## DOCUMENT SEGMENT

Support for continuous spatial models

[Homo-carbonis]

Hello, I am working on a package ReactionDiffusion.jl, which uses Catalyst as the front end to a custom-made solver for 1D reaction-diffusion systems. Catalyst makes describing things like gene regulatory networks really easy, so it's ideal for our purposes.

At the moment we're using Catalyst to specify reaction kinetics and generate an ODE, and our own macros for the spatial mechanics, but it would be great if we could use the Catalyst DSL for everything. I was wondering if there are plans to better support modelling spatial systems on continuous domains? I would be quite interested in contributing if so.

I experimented with using the existing LatticeReactionSystem objects but there are a few things which are either not yet available, or awkward from the point of view of spatially continuous systems:

1. Discretisation not baked into the model, so you can pass num_verts to the solver.
2. Parameters for the size of the domain.
3. Neumann boundary conditions.
4. Continuously varying initial conditions.

I think maybe the ideal situation would be (having defined @species U(x,t)) to be able to write expressions for U(x,0), Uₓ(0,t), Uₓ(L,t), and the diffusion coefficients within the main DSL.

[TorkelE]

Hello, quick reply, and can come back with more later on.

The current LatticeReactionSystem interface is currently primarily there as "something" which can handle spatial systems, and especially considering discrete spaces (e.g. transportation between well-mixed containers). The idea is that it is something that is powerful enough to allow users to play around with and use Catalyst in a spatial context. It is also a relatively nice interface to the spatial jump solvers in JumpProcesses.jl

It is very much not intended to be a "final" interface for spatial modelling, more something to have until we finally can get there.

So yes, how a (more) "final" form of spatial modelling in Catalyst should look is very much an open discussion and any form of input and engagement is welcome - this is definitely something ti would be useful to discuss closer.

[Homo-carbonis]

Thank you, that's good to know. I've written some simple @diffusion_system and @initial_conditions macros for specifying these things in a discretisation-independent way, but it seems a bit redundant to develop them further when Catalyst is already working towards supporting such things.

[TorkelE]

One thing that has vaguely been holding us back is also that we think that MTK have intended to have more general PDE support. If/when this gets implemented, we could simply lower into that, which might simplify things. However, I am not sure what the plans and timelines are here.

[isaacsas]

We shouldn't wait on MTK for this -- I'm not aware that anyone is really actively working on it anymore (beyond NeuralPDEs type stuff). It would be better to get a nice Catalyst representation for spatial systems that is independent of lowering, and then setup custom lowering for different PDE solvers as best we can.

[ChrisRackauckas]

Is there anything required here that isn't handled by MOL already?

[Homo-carbonis]

Not as far as I'm aware, but I have only tried it for 1D systems so far.

Our package uses a pseudo-spectral method, so I've only looked at MOL to check we're getting the same results.

## WHAT TO WORK ON
[A] In the thread about continuous spatial models in Catalyst, what numerical method does the ReactionDiffusion.jl package use?
[B] List every item the thread about continuous spatial models in Catalyst gives as missing from or awkward in the existing LatticeReactionSystem objects for spatially continuous systems.

## DATA EXCERPTS
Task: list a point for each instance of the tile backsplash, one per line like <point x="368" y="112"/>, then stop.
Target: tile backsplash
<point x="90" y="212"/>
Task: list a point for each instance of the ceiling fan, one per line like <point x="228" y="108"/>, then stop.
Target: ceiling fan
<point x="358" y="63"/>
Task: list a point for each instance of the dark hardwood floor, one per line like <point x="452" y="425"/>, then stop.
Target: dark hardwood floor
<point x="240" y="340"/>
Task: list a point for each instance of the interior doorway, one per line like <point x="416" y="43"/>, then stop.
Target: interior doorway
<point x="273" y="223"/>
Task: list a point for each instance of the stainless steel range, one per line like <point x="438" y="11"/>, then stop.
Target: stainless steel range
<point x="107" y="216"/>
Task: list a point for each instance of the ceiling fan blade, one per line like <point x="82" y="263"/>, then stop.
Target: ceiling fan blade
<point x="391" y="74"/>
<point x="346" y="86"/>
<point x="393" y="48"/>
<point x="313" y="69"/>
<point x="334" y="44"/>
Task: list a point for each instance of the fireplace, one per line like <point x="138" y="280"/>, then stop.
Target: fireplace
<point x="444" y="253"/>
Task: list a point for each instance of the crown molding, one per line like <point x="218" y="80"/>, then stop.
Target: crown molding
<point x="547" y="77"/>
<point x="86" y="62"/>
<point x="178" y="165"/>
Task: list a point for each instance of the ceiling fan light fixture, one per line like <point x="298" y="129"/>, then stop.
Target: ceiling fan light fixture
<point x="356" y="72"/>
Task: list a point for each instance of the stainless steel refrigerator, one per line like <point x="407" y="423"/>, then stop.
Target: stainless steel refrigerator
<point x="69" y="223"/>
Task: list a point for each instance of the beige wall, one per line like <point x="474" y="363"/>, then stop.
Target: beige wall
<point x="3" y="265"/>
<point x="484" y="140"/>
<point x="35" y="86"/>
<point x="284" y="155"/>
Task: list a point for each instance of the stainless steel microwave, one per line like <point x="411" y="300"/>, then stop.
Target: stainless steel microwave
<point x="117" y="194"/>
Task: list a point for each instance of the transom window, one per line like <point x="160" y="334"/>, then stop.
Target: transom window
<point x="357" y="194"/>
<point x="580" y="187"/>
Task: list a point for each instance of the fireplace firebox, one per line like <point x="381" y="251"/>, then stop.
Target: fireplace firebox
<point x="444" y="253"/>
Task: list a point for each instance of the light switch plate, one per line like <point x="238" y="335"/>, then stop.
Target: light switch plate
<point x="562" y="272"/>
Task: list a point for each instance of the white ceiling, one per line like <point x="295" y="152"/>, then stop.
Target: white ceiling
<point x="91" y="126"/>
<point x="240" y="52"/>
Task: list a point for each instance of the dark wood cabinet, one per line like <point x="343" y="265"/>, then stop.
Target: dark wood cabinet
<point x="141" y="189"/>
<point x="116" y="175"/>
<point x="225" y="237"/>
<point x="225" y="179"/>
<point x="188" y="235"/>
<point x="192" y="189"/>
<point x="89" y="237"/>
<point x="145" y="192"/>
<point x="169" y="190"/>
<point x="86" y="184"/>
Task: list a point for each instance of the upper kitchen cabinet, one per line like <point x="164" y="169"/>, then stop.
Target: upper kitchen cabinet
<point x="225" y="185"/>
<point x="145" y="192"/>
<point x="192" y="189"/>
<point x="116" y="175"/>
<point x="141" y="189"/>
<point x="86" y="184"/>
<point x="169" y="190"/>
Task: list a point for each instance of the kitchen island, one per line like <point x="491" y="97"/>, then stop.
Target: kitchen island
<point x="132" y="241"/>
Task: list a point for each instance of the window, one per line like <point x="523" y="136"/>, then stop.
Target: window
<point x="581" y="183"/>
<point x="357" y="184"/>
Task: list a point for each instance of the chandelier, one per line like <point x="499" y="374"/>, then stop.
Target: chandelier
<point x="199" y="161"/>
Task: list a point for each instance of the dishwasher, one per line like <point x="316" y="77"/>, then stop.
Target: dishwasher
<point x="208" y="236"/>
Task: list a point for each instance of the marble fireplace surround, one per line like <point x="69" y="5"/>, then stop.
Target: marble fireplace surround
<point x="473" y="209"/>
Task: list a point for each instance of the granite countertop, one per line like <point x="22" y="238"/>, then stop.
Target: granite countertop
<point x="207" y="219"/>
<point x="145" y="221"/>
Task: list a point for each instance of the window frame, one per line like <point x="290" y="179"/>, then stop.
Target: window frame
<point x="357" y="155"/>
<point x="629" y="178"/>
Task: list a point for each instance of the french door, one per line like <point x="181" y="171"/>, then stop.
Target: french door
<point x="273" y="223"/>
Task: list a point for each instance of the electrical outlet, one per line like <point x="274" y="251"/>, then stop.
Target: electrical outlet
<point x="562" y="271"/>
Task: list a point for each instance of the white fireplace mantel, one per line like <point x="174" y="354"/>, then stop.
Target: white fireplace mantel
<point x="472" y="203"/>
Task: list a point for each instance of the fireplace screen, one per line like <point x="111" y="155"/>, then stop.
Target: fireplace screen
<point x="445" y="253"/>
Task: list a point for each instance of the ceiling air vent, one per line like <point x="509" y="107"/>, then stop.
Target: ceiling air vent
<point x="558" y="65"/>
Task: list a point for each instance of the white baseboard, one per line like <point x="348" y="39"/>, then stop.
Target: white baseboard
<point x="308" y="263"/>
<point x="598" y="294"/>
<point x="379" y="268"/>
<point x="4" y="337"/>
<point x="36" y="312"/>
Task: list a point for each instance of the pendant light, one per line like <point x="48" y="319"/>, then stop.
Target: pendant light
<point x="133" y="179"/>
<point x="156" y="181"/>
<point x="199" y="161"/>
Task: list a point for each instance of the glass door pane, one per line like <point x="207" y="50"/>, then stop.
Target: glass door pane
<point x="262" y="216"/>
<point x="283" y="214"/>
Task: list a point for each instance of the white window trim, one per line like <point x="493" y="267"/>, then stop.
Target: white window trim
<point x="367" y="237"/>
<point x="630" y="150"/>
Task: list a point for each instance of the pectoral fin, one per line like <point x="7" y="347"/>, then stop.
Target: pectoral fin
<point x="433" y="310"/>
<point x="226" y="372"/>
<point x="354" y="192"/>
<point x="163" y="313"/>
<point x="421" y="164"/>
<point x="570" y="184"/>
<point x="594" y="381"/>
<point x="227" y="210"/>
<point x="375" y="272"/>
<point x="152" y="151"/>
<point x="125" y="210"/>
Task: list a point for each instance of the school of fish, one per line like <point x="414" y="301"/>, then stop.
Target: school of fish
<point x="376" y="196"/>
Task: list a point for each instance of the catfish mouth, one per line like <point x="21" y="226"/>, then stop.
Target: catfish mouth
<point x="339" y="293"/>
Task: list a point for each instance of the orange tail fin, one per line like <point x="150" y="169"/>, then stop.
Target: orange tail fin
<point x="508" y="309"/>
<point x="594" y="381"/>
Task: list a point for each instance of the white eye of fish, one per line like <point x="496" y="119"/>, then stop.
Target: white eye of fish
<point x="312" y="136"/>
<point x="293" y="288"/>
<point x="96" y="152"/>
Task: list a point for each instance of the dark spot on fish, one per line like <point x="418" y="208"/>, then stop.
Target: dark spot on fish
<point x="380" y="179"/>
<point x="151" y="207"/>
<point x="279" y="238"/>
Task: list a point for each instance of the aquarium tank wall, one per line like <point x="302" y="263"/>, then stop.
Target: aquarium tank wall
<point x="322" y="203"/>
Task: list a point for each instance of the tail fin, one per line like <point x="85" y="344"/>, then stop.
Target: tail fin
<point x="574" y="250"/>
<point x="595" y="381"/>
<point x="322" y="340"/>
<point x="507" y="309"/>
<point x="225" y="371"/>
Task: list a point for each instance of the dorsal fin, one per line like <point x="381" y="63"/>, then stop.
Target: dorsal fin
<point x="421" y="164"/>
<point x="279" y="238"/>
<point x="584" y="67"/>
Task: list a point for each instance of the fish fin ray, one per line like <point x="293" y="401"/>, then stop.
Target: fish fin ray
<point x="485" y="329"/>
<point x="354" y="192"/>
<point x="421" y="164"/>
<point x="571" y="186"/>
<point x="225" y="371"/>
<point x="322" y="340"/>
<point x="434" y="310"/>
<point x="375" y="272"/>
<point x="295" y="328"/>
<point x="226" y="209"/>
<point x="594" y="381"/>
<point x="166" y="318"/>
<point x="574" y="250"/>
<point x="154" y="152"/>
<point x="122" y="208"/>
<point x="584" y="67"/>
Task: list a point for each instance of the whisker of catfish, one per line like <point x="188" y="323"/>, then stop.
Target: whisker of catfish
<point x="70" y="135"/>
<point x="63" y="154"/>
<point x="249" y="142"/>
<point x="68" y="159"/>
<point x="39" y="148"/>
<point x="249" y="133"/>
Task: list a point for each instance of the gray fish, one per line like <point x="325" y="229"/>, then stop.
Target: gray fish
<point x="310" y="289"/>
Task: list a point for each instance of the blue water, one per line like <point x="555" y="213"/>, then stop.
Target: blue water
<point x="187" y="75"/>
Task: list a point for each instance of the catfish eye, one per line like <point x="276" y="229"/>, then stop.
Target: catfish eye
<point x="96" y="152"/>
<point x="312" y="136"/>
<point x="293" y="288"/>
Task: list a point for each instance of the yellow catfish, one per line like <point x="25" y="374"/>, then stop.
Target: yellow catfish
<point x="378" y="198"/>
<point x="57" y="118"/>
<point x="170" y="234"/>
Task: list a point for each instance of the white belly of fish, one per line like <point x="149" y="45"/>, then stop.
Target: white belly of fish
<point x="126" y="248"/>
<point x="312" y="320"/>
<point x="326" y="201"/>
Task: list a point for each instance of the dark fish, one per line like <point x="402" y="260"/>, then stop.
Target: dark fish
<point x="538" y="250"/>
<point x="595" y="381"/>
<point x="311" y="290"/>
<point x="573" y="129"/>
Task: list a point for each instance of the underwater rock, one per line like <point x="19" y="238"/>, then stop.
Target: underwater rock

## SOLUTIONS TO EACH TASK
[A] A pseudo-spectral method.

[B]
- Discretization not built into the model, so that num_verts can be passed to the solver
- Parameters for the size of the domain
- Neumann boundary conditions
- Continuously varying initial conditions